Start of Data shown
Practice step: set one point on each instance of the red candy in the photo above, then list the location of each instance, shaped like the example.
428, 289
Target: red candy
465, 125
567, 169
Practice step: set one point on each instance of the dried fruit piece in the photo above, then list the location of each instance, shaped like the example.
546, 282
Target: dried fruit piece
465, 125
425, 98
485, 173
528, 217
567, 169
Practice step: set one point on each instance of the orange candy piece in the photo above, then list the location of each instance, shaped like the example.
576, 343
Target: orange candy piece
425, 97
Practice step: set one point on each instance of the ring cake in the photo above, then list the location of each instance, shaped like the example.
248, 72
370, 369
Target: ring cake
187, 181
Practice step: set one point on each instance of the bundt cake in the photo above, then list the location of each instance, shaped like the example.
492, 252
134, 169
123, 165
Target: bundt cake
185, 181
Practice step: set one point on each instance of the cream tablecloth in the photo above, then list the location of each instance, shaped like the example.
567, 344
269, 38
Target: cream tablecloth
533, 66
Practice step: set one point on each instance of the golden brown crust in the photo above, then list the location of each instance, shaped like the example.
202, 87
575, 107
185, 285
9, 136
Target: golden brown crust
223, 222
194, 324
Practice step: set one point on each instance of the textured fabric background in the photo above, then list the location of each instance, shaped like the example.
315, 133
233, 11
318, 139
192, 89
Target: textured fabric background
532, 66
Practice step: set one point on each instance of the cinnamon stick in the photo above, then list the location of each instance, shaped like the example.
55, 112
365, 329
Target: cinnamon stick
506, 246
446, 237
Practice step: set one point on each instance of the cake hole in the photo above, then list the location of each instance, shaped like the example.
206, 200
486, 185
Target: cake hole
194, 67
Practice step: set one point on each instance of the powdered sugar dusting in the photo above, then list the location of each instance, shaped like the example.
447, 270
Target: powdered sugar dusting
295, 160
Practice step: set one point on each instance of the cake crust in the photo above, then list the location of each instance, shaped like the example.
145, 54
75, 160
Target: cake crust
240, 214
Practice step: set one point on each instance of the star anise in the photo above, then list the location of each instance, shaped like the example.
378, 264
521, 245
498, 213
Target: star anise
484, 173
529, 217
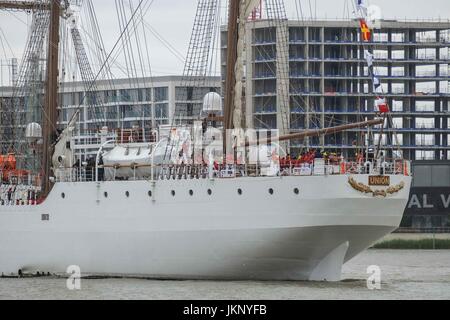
End of Data shown
● Activity
Starting with the line that contains "Target: cinnamon stick", print every remaining line of the records above, exactly as it stands. Do not print the pictures.

● Result for this exercise
Target: cinnamon stick
506, 246
446, 237
Practice step: set one point on each instance of the cake hole in the photo above, then list the location of each instance, shaped like the example.
206, 200
486, 185
Target: cake hole
194, 67
Practice step: set one point on each instance of the powdered sugar dusting in the photo above, then list the location of each instance, shaped like the example.
447, 270
Target: powdered sugar dusting
295, 160
Practice step: set one point on each instance of the cake crust in the photo above, then list the location of each instance, shaped like the example.
145, 54
75, 160
Target: cake crust
240, 214
Practice step: set one point on each instance of the star anise in the photo above, then list the location of each instance, shaped like the example.
378, 264
521, 245
498, 213
Target: star anise
484, 173
529, 217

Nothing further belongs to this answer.